## Named-object pointing records
· · · · · · ·

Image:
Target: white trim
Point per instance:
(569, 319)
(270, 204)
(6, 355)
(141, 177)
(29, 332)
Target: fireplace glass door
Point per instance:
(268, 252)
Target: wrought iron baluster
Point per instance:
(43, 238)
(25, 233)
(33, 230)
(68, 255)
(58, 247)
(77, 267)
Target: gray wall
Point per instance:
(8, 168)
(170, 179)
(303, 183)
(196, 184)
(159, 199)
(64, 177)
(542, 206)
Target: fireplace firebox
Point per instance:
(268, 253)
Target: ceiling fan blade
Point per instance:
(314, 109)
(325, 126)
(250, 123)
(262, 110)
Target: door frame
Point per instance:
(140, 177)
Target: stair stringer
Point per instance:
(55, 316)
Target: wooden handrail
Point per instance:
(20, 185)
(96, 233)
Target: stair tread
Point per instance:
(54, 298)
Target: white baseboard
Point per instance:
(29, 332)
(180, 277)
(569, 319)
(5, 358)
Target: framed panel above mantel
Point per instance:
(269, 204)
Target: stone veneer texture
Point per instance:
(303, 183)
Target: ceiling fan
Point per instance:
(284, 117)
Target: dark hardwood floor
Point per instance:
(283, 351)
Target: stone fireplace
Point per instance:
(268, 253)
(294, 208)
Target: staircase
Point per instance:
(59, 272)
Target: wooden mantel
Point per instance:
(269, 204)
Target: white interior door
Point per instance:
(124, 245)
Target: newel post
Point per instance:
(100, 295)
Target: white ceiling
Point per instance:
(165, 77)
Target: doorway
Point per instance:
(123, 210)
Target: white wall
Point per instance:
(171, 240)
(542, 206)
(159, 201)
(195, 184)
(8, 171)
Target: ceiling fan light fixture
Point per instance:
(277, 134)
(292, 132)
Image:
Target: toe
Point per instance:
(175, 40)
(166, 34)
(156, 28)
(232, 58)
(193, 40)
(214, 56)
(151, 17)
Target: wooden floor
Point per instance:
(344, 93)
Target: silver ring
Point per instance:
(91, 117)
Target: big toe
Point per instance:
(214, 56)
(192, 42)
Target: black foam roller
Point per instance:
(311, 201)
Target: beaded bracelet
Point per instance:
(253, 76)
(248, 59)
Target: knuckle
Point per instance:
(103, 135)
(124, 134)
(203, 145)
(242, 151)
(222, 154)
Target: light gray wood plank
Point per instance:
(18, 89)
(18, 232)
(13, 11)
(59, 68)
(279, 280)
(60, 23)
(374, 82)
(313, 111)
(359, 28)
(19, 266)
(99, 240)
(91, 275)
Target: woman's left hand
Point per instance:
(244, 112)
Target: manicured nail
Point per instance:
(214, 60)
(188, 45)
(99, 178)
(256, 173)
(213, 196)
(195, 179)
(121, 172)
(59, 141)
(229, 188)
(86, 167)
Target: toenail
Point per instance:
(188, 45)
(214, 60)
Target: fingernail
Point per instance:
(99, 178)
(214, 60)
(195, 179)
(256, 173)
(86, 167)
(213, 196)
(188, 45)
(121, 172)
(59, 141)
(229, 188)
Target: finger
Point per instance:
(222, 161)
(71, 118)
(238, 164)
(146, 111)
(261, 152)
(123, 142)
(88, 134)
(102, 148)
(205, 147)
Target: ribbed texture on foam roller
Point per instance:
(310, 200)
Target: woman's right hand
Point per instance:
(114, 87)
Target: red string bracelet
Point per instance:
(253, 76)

· · · · · · ·

## Written exercise
Produce an exact copy of the whole listing.

## The answer
Image:
Target: white trim
Point per instance:
(569, 319)
(270, 204)
(6, 355)
(141, 177)
(29, 332)
Target: fireplace glass door
Point per instance:
(268, 252)
Target: wrought iron baluster
Point per instance:
(43, 238)
(25, 233)
(33, 230)
(68, 255)
(58, 247)
(77, 267)
Target: gray wall
Point per instance:
(8, 168)
(170, 179)
(303, 183)
(196, 184)
(159, 199)
(64, 177)
(542, 206)
Target: fireplace firebox
Point per instance:
(268, 253)
Target: ceiling fan blade
Point per instance:
(314, 109)
(325, 126)
(250, 123)
(262, 110)
Target: door frame
Point per instance:
(140, 177)
Target: stair stringer
Point per instance:
(55, 316)
Target: wooden handrail
Point per instance:
(20, 185)
(96, 233)
Target: stair tread
Point per instance:
(54, 298)
Target: white baseboard
Point per instance:
(29, 332)
(180, 277)
(569, 319)
(5, 358)
Target: framed panel above mantel
Point per instance:
(269, 204)
Target: stone veneer texture
Point per instance:
(303, 183)
Target: ceiling fan
Point per instance:
(284, 117)
Target: dark hardwood floor
Point per instance:
(283, 351)
Target: stone fireplace
Point per instance:
(268, 253)
(294, 208)
Target: staircase
Point per instance:
(59, 272)
Target: wooden mantel
Point per instance:
(269, 204)
Target: white interior door
Point per instance:
(124, 245)
Target: newel post
Point per instance:
(100, 295)
Target: white ceiling
Point per instance:
(165, 77)
Target: doorway
Point per instance:
(123, 210)
Target: white wall
Point per instance:
(171, 240)
(542, 206)
(159, 201)
(195, 184)
(8, 171)
Target: ceiling fan light fixture
Point per instance:
(277, 134)
(292, 132)
Image:
Target: toe
Point per instance:
(175, 40)
(166, 34)
(156, 28)
(232, 58)
(193, 40)
(214, 56)
(151, 17)
Target: wooden floor
Point per instance:
(344, 93)
Target: silver ring
Point per instance:
(91, 117)
Target: big toe
Point per instance:
(214, 56)
(192, 42)
Target: black foam roller
Point per instance:
(311, 201)
Target: beaded bracelet
Point per instance:
(253, 76)
(248, 59)
Target: knuckle
Point per instance:
(103, 135)
(124, 134)
(203, 145)
(242, 151)
(222, 154)
Target: light gray wood plank
Point per instance:
(18, 89)
(18, 232)
(13, 11)
(59, 68)
(279, 280)
(60, 23)
(374, 82)
(313, 111)
(359, 28)
(19, 266)
(99, 240)
(91, 275)
Target: woman's left hand
Point per instance:
(244, 112)
Target: manicured nail
Point per instance:
(214, 60)
(188, 45)
(99, 178)
(256, 173)
(213, 196)
(195, 179)
(121, 172)
(59, 141)
(229, 188)
(86, 167)
Target: toenail
Point per instance:
(188, 45)
(214, 60)
Target: fingernail
Point per instance:
(99, 178)
(214, 60)
(195, 179)
(256, 173)
(86, 167)
(213, 196)
(188, 45)
(121, 172)
(59, 141)
(229, 188)
Target: finger
Point per instance:
(222, 161)
(71, 118)
(238, 164)
(146, 111)
(261, 152)
(123, 142)
(88, 134)
(102, 148)
(205, 147)
Target: ribbed texture on foam roller
Point per instance:
(310, 200)
Target: woman's right hand
Point per instance:
(114, 87)
Target: red string bracelet
Point per instance:
(253, 76)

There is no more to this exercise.